A block of data

========

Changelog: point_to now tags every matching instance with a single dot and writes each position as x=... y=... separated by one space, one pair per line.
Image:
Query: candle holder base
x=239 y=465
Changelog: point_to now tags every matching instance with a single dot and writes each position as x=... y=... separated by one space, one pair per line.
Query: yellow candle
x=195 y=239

========

▸ **WORK TO COMPLETE**: Please copy the lines above word for word.

▸ **WRITTEN ANSWER**:
Changelog: point_to now tags every matching instance with a single dot and writes each position as x=... y=... separated by one space, one pair per line.
Image:
Query: candle holder base
x=239 y=465
Changelog: point_to now tags every matching instance with a single dot and writes each position as x=... y=... separated by one space, one pair per line.
Query: yellow candle
x=195 y=239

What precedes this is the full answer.